WHAT YOU WILL DO
Repeat the material below exactly, line for line.

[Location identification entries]
-- BEGIN --

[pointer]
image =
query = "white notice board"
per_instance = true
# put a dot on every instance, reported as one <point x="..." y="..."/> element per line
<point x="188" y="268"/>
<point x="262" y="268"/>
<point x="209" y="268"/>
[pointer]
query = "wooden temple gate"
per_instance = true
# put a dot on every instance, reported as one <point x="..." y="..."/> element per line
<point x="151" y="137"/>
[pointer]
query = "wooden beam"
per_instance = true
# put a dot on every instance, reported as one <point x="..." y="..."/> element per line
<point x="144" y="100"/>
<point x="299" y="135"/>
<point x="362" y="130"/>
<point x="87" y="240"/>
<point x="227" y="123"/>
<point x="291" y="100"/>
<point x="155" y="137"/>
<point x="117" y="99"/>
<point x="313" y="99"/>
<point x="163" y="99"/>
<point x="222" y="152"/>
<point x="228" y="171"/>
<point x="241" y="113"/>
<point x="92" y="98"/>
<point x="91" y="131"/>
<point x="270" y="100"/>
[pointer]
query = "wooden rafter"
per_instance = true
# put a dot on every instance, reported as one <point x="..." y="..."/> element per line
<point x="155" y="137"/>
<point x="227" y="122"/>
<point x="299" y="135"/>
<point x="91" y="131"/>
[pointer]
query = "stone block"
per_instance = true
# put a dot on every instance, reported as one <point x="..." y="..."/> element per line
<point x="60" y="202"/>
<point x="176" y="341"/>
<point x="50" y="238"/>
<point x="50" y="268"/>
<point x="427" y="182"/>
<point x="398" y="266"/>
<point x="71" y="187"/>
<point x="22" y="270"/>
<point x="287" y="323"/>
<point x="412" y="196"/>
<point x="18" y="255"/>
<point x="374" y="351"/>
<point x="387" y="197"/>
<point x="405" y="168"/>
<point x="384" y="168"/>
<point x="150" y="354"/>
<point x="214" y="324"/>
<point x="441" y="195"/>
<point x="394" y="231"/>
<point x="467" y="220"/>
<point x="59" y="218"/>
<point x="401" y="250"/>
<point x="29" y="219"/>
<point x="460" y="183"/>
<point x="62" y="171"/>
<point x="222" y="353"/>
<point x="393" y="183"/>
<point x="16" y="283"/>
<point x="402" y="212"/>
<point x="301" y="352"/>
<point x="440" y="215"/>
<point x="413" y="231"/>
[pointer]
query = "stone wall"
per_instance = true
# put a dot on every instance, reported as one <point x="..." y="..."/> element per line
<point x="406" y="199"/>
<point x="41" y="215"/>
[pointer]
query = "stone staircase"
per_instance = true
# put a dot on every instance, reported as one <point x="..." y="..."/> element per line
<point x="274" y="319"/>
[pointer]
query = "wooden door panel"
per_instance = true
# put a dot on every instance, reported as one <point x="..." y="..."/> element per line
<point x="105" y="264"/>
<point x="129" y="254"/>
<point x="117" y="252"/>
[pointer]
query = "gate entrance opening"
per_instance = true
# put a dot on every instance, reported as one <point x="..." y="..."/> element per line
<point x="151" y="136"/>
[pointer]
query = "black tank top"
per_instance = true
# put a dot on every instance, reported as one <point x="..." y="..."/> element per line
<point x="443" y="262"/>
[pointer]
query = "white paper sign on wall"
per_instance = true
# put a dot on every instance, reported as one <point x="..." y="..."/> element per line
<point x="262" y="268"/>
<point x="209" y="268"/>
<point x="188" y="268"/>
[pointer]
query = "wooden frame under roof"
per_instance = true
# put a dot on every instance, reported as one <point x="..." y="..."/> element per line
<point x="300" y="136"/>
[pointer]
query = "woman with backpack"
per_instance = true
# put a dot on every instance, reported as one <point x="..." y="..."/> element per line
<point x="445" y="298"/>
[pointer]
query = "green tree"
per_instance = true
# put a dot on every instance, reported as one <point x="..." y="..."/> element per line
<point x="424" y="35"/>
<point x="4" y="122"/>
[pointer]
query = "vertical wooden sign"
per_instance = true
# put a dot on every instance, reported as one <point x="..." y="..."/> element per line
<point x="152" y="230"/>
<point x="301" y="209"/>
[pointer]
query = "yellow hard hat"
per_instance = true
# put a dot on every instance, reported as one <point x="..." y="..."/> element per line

-- END --

ANSWER TO THE EXERCISE
[pointer]
image =
query = "white notice board"
per_instance = true
# put a dot on every instance, reported as one <point x="..." y="..."/> element per line
<point x="188" y="268"/>
<point x="262" y="268"/>
<point x="209" y="268"/>
[pointer]
query = "wooden temple gate"
per_instance = true
# put a dot on every instance, reported as one <point x="..." y="..."/> element per line
<point x="151" y="137"/>
[pointer]
query = "wooden beam"
per_instance = true
# put a dot on every instance, reported as one <point x="..." y="..."/> element per line
<point x="144" y="100"/>
<point x="299" y="135"/>
<point x="362" y="130"/>
<point x="87" y="240"/>
<point x="227" y="123"/>
<point x="291" y="100"/>
<point x="155" y="137"/>
<point x="117" y="99"/>
<point x="313" y="99"/>
<point x="163" y="99"/>
<point x="222" y="152"/>
<point x="228" y="171"/>
<point x="241" y="113"/>
<point x="92" y="98"/>
<point x="91" y="131"/>
<point x="270" y="100"/>
[pointer]
query = "wooden rafter"
per_instance = true
# put a dot on every instance, reported as one <point x="..." y="..."/> element per line
<point x="155" y="137"/>
<point x="227" y="122"/>
<point x="299" y="135"/>
<point x="91" y="131"/>
[pointer]
query = "stone block"
per_instance = true
# put a dot on every instance, reported as one <point x="..." y="..."/> element per line
<point x="60" y="202"/>
<point x="176" y="341"/>
<point x="50" y="238"/>
<point x="50" y="268"/>
<point x="427" y="182"/>
<point x="398" y="266"/>
<point x="71" y="187"/>
<point x="22" y="270"/>
<point x="287" y="323"/>
<point x="412" y="196"/>
<point x="18" y="255"/>
<point x="374" y="351"/>
<point x="387" y="197"/>
<point x="405" y="168"/>
<point x="384" y="168"/>
<point x="150" y="354"/>
<point x="214" y="324"/>
<point x="441" y="195"/>
<point x="394" y="231"/>
<point x="467" y="220"/>
<point x="59" y="218"/>
<point x="401" y="250"/>
<point x="29" y="219"/>
<point x="460" y="183"/>
<point x="62" y="171"/>
<point x="222" y="353"/>
<point x="393" y="183"/>
<point x="16" y="283"/>
<point x="402" y="212"/>
<point x="301" y="352"/>
<point x="440" y="215"/>
<point x="413" y="231"/>
[pointer]
query = "stone wall"
per_instance = true
# put a dot on every instance, reported as one <point x="..." y="..."/> element per line
<point x="406" y="199"/>
<point x="41" y="215"/>
[pointer]
query = "stone staircase"
per_instance = true
# put a dot on every instance, reported as one <point x="..." y="..."/> element per line
<point x="274" y="319"/>
[pointer]
query = "wooden door panel"
per_instance = true
# put a dot on every instance, reported as one <point x="..." y="..."/> element per line
<point x="105" y="264"/>
<point x="129" y="254"/>
<point x="117" y="252"/>
[pointer]
query = "gate entrance opening"
per_instance = true
# put a dot on every instance, reported as one <point x="..." y="..."/> element per line
<point x="151" y="136"/>
[pointer]
query = "black tank top"
per_instance = true
# put a dot on every instance, reported as one <point x="..." y="..."/> element per line
<point x="443" y="262"/>
[pointer]
query = "white paper sign on wall"
per_instance = true
# put a dot on every instance, reported as one <point x="..." y="..."/> element per line
<point x="262" y="268"/>
<point x="209" y="268"/>
<point x="188" y="268"/>
[pointer]
query = "wooden frame under roof"
per_instance = true
# put a dot on every instance, reported as one <point x="..." y="..."/> element per line
<point x="300" y="136"/>
[pointer]
query = "woman with backpack"
per_instance = true
# put a dot on every instance, reported as one <point x="..." y="..."/> element per line
<point x="445" y="298"/>
[pointer]
query = "green tree"
per_instance = true
# put a dot on every instance, reported as one <point x="..." y="..."/> element per line
<point x="424" y="35"/>
<point x="4" y="122"/>
[pointer]
query = "vertical wooden sign"
per_instance = true
# put a dot on every instance, reported as one <point x="..." y="..."/> element per line
<point x="152" y="230"/>
<point x="301" y="209"/>
[pointer]
query = "yellow hard hat"
per_instance = true
# put a dot on every instance, reported as one <point x="..." y="..."/> element per line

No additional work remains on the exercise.